— ASSIGNMENT —
From the data underneath, reproduce exactly the stretch that begins at the line with "Target: parked car" and ends after the line with "Reviewer note: check that each instance of the black mane".

(Image point grounding data)
***
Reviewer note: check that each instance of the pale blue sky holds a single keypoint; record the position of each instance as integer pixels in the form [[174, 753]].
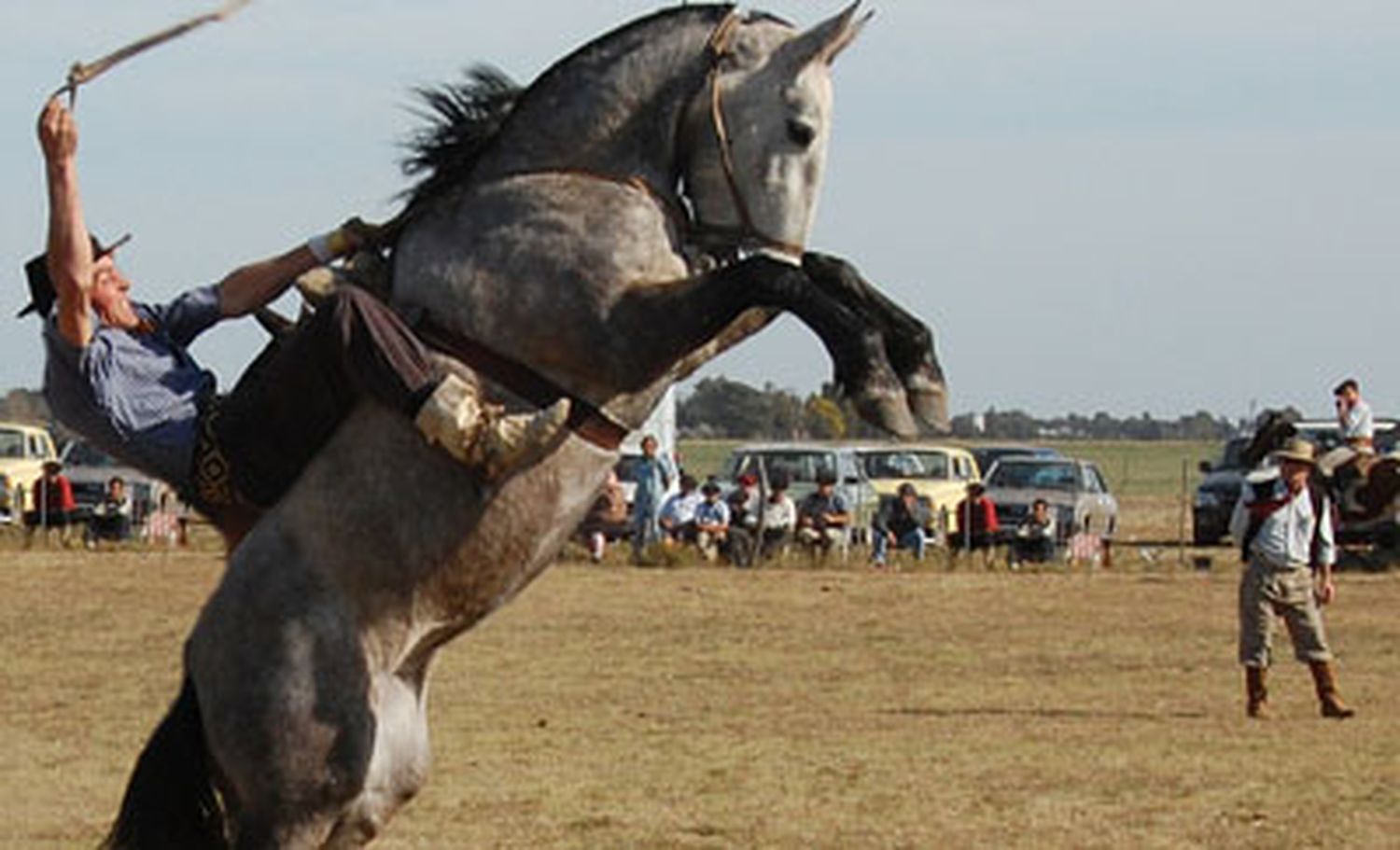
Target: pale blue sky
[[1156, 204]]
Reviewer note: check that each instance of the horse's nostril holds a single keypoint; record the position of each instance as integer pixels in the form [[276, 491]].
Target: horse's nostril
[[801, 133]]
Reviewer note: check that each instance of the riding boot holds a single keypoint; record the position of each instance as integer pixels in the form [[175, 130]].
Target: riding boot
[[1256, 693], [479, 436], [1327, 696]]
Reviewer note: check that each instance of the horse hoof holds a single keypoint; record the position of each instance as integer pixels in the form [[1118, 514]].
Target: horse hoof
[[929, 400], [888, 411]]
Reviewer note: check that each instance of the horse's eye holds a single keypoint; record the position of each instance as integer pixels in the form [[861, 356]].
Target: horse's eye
[[801, 133]]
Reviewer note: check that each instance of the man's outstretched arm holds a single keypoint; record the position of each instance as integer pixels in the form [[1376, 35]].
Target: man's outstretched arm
[[69, 246]]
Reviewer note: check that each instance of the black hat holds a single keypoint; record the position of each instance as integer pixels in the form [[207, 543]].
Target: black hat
[[41, 286]]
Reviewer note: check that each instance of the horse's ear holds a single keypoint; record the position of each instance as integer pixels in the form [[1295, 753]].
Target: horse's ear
[[825, 41]]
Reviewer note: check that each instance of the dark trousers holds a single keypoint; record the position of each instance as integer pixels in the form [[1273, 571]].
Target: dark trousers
[[299, 391]]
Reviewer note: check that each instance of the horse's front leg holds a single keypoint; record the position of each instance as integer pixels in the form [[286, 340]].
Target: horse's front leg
[[665, 324], [907, 341]]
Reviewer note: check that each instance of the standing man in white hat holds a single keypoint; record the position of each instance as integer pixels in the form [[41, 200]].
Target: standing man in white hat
[[1285, 533]]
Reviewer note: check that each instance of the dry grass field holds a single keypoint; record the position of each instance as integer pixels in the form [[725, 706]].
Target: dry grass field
[[789, 707]]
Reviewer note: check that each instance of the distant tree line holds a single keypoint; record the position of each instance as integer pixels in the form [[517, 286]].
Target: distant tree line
[[724, 409], [720, 408]]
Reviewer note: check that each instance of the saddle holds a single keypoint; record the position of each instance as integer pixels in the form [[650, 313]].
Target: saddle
[[370, 271]]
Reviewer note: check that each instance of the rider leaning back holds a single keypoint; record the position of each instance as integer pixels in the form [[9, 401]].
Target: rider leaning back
[[119, 371]]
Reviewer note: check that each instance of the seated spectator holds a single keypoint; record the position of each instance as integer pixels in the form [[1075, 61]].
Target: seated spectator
[[168, 524], [822, 519], [607, 520], [1035, 536], [745, 502], [111, 519], [744, 522], [52, 499], [977, 525], [901, 523], [711, 522], [778, 517], [678, 513]]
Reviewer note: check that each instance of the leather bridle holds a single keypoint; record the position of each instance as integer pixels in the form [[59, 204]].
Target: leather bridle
[[747, 234]]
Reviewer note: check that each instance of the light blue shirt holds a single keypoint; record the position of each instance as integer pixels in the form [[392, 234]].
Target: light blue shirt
[[1285, 536], [1358, 423], [713, 513], [680, 508], [136, 394], [654, 478]]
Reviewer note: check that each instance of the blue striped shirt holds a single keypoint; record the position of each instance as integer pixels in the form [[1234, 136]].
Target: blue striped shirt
[[136, 395]]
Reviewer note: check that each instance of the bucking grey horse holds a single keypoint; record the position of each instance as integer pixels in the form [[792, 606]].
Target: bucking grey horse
[[636, 210]]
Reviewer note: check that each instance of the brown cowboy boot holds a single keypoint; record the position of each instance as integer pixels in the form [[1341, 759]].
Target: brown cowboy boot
[[1256, 693], [479, 436], [1327, 696]]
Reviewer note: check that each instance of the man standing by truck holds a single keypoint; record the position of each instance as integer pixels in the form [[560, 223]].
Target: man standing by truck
[[1285, 534]]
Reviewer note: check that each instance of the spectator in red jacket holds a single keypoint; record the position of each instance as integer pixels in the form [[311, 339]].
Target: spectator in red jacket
[[52, 499], [977, 524]]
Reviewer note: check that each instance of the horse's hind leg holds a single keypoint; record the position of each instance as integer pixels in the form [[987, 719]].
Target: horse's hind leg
[[398, 766], [907, 341], [856, 344], [285, 684]]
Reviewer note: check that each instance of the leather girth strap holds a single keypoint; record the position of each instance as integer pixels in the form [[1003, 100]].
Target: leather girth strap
[[584, 419]]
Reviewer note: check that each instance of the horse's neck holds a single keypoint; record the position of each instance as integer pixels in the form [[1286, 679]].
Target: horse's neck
[[612, 108]]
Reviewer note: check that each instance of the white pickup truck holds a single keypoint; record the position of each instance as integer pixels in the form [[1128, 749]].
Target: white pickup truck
[[24, 449]]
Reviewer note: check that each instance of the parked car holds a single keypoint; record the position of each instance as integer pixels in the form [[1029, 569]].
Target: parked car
[[1215, 496], [938, 472], [1218, 492], [24, 449], [801, 464], [1075, 491], [987, 455], [90, 469]]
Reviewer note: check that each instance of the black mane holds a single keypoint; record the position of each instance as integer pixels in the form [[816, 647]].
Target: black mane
[[465, 118], [462, 119]]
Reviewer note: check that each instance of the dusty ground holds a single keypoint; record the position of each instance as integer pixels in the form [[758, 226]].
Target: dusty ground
[[795, 707]]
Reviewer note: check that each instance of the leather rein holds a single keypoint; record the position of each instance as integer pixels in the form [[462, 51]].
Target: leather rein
[[747, 232]]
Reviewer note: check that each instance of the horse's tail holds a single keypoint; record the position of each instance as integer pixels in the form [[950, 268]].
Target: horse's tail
[[170, 800]]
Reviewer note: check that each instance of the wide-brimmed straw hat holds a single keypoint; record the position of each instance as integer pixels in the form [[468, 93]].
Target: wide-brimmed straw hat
[[1296, 450], [41, 286]]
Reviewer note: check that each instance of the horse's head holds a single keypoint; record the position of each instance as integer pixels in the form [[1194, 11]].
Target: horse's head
[[755, 137], [1271, 429]]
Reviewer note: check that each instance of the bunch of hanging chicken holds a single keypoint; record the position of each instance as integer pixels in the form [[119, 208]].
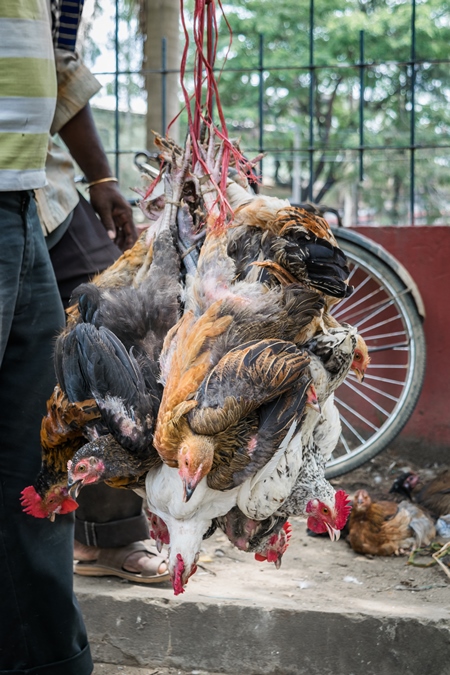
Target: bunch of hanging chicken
[[199, 370]]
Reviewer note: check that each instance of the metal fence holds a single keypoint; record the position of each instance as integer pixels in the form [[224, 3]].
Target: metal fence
[[122, 149]]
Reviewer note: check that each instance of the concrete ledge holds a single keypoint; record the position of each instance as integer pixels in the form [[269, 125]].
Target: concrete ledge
[[252, 640], [325, 612]]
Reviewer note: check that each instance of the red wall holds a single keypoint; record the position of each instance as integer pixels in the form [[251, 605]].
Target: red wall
[[425, 252]]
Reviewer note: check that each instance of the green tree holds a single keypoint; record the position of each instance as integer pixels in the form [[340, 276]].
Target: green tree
[[387, 110]]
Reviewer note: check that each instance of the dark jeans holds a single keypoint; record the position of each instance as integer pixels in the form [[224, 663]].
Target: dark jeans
[[106, 517], [41, 628]]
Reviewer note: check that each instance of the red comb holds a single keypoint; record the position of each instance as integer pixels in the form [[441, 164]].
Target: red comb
[[32, 503], [343, 507], [67, 506]]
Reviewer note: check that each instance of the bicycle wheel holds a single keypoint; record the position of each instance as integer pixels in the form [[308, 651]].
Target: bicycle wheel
[[382, 308]]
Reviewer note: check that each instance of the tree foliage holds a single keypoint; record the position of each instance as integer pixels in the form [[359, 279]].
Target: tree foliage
[[388, 73]]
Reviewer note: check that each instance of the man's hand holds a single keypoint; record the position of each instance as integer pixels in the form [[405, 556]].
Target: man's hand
[[115, 213], [81, 137]]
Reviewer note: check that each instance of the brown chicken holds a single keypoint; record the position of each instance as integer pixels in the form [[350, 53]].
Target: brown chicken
[[218, 348], [433, 495], [386, 528], [64, 429]]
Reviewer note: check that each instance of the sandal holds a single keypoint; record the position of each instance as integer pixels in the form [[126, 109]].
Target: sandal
[[110, 563]]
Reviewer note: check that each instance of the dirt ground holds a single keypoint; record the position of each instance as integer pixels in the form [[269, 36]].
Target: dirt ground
[[316, 574]]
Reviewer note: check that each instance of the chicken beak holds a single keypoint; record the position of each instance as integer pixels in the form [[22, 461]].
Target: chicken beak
[[315, 406], [74, 489], [311, 399], [335, 534], [189, 487]]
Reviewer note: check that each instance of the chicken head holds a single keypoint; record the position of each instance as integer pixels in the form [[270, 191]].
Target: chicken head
[[329, 518], [361, 359], [56, 501], [86, 471], [195, 458]]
***
— WRITTEN SOLUTION —
Target: parked car
[[1215, 496], [938, 472], [1218, 492], [24, 449], [801, 464], [1075, 491], [987, 455], [90, 469]]
Reviewer note: check that each instance of the black mane holds a single keypoint; record the position of each instance as integer pixels in the form [[816, 647]].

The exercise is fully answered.